Data listing
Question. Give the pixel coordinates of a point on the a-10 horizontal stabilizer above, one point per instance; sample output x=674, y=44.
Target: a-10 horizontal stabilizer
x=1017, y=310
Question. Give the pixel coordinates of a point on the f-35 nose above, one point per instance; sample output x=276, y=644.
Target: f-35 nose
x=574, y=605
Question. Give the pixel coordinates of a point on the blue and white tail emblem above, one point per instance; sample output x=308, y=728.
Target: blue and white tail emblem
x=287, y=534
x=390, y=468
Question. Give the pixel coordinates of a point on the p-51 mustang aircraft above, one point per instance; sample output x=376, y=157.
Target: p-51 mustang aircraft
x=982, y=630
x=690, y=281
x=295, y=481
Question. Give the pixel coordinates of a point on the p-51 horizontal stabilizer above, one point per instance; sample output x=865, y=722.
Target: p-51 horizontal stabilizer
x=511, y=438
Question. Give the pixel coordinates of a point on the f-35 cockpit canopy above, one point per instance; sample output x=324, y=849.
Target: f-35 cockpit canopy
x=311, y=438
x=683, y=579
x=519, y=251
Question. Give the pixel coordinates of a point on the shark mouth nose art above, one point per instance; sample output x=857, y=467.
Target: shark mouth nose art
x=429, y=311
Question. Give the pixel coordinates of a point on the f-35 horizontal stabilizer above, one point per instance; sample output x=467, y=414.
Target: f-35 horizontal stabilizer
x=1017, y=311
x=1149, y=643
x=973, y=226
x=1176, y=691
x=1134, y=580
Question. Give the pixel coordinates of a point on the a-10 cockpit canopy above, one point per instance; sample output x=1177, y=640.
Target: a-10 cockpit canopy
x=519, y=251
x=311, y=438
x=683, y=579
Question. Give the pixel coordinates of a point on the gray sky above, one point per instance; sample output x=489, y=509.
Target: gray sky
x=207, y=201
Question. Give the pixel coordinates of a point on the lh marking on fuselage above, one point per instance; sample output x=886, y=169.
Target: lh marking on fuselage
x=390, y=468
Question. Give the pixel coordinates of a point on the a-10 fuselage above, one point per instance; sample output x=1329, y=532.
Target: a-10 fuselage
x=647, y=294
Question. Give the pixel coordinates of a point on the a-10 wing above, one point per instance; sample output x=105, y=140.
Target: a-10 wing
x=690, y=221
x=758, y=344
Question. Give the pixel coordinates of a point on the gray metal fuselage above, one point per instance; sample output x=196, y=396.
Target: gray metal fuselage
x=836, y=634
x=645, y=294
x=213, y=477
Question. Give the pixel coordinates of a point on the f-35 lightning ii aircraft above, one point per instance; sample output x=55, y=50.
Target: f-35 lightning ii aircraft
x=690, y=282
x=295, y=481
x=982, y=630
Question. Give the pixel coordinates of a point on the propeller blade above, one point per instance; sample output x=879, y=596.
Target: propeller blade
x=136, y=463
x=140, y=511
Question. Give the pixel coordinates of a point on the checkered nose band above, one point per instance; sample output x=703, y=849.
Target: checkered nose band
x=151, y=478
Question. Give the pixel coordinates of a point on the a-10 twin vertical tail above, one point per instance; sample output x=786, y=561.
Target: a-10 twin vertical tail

*To be done*
Extract the complete listing verbatim.

*Response to the task*
Question. Give the pixel coordinates of a point on the a-10 horizontal stabilizer above, one point per instance; sample output x=674, y=44.
Target: a-10 horizontal stabilizer
x=1017, y=310
Question. Give the pixel coordinates of a point on the f-35 nose above, one point per instance; sample output x=276, y=644.
Target: f-35 nose
x=574, y=605
Question. Give the pixel coordinates of a point on the blue and white tail emblem above, one point per instance; sample output x=308, y=728.
Target: blue and white tail emblem
x=287, y=534
x=390, y=468
Question. Give the pixel coordinates of a point on the p-51 mustang aircraft above, one point per instance; sample output x=376, y=157.
Target: p-51 mustang aircraft
x=982, y=630
x=690, y=281
x=295, y=481
Question. Give the pixel coordinates of a point on the p-51 horizontal stabilizer above, one point per instance; sample output x=865, y=722.
Target: p-51 horizontal stabilizer
x=511, y=438
Question. Give the pixel coordinates of a point on the f-35 cockpit canopy above, one point per instance; sample output x=324, y=849.
Target: f-35 cockpit canopy
x=311, y=438
x=683, y=579
x=519, y=251
Question. Give the pixel coordinates of a point on the shark mouth nose art above, one point per instance; sample output x=857, y=467.
Target: shark mouth nose art
x=429, y=311
Question. Give the pixel coordinates of a point on the f-35 horizontal stabilizer above, one point per instance; sample output x=467, y=414.
Target: f-35 horizontal stabilizer
x=1017, y=311
x=1149, y=643
x=973, y=226
x=1176, y=691
x=1134, y=580
Question. Give the pixel coordinates of a point on the a-10 cockpit canopy above, one point per instance; sample output x=1177, y=640.
Target: a-10 cockpit canopy
x=519, y=251
x=311, y=438
x=683, y=579
Question. Give the pixel coordinates of a point on the gray sky above, one point per instance; sample output x=489, y=509.
Target: gray sky
x=207, y=201
Question. Give the pixel coordinates of a point on the lh marking on fuselage above, one point per instance; sample output x=886, y=169.
Target: lh marking on fuselage
x=390, y=468
Question. Give the pixel coordinates of a point on the a-10 fuselage above, one point per instance; sample output x=1329, y=532.
Target: a-10 fuselage
x=647, y=294
Question. Give the pixel coordinates of a point on the a-10 wing above, one point per instance; sample output x=105, y=140.
Target: a-10 wing
x=690, y=221
x=758, y=344
Question. Give the pixel coordinates of a point on the gray metal fuselage above, one point per instance; sample output x=196, y=396.
Target: gray metal fuselage
x=836, y=634
x=645, y=294
x=213, y=477
Question. Give the pixel coordinates of a point on the f-35 lightning ii aircraft above, one point per instance; sample output x=55, y=50.
Target: f-35 lightning ii aircraft
x=690, y=282
x=295, y=481
x=982, y=630
Question. Give the pixel coordinates of a point on the propeller blade above, one point per instance; sample output x=879, y=596.
Target: propeller blade
x=136, y=463
x=140, y=511
Question. Give the pixel coordinates of a point on the checkered nose band above, one point per instance; sample output x=703, y=849.
Target: checkered nose band
x=151, y=478
Question. Give the pixel coordinates of a point on the a-10 twin vertical tail above, one point per instance; sample output x=786, y=561.
Target: a-10 twin vertical tail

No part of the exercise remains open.